* [Extrait présenté]:

Un dimanche de décembre, donc, se retrouvent dans la maison familiale acquise au début des années 1980, à vingt minutes de la Rochelle, conviés par leur mètre à déjeuner, Éric, ses deux frères plus jeunes, plus exactement ses demi-frères, François et Jean, leurs compagnes et enfants. Éric est venu avec Sylvie et leur fille Apolline (11 ans), leur fils Théo étant retenu à Bordeaux pour un tournoi de foot avec les poussins Girondins.
Dès le début du repas, leur mère, Lina, annonce qu'elle souhaite parler à ses fils et à eux seuls. Stupeur ! « Ce déjeuner était un Waterloo. »
Elle va alors leur dévoiler ce secret qu'elle a tu jusque-là, à savoir que, très jeune, à 23 ans, le 10 janvier 1963, elle a accouché d'une petite fille qu'elle a été forcée d'abandonner dès sa naissance. Si François et Jean, ses frères, sont très émus à l'annonce de cette révélation, Éric, lui, reste de marbre.

* [Consigne donnée 1]: Recopiez fidèlement les entrées ci-dessous, de la ligne contenant « the tree branch » jusqu'à la dernière entrée incluse.

* [Données fournies]:
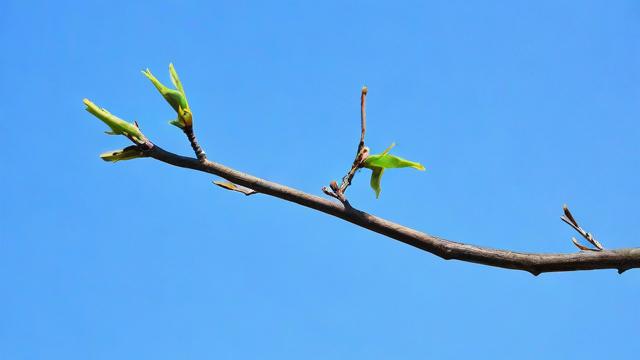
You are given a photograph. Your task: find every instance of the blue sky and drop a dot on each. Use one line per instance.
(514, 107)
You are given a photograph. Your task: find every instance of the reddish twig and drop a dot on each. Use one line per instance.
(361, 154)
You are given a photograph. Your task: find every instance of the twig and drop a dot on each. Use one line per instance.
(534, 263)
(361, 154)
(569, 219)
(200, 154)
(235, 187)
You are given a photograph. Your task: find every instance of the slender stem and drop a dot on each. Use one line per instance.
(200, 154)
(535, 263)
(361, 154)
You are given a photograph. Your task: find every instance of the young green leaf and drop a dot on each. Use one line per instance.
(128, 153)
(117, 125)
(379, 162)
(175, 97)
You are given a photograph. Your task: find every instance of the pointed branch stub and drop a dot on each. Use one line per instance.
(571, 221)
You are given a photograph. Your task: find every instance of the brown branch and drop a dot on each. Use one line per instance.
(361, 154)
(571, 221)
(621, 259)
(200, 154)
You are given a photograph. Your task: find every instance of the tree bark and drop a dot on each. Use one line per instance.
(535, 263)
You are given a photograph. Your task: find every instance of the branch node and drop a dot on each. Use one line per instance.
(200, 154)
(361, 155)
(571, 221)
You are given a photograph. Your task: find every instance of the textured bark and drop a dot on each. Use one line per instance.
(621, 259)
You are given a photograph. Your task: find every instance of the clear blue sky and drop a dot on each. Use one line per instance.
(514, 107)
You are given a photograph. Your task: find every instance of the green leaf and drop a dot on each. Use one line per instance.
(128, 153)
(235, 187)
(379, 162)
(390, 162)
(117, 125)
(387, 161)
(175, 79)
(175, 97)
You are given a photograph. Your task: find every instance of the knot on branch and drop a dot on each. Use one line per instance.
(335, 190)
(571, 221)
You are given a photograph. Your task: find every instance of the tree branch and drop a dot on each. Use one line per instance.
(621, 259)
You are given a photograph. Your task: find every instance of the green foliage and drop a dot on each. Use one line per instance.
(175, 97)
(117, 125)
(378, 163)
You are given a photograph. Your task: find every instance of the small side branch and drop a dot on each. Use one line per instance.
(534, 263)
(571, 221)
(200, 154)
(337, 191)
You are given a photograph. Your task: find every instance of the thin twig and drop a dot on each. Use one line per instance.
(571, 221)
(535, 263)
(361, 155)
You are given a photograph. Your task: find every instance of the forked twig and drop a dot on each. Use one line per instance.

* [Consigne donnée 2]: Selon l'extrait, à quelle date Lina a-t-elle accouché de la petite fille qu'elle a dû abandonner ?

* [Bonne réponse 1]:
You are given a photograph. Your task: find every instance of the tree branch and drop a dot on each. Use one line per instance.
(621, 259)
You are given a photograph. Your task: find every instance of the green foliage and drop a dot on each. Use one line per instance.
(175, 97)
(117, 125)
(378, 163)
You are given a photograph. Your task: find every instance of the small side branch and drop a dot on each. Use one line per instance.
(534, 263)
(571, 221)
(200, 154)
(337, 191)
You are given a photograph. Your task: find every instance of the thin twig and drop a dot on each. Use one line per instance.
(571, 221)
(535, 263)
(361, 155)
You are given a photograph. Your task: find every instance of the forked twig and drop a dot on each. Use one line per instance.

* [Bonne réponse 2]: Le 10 janvier 1963.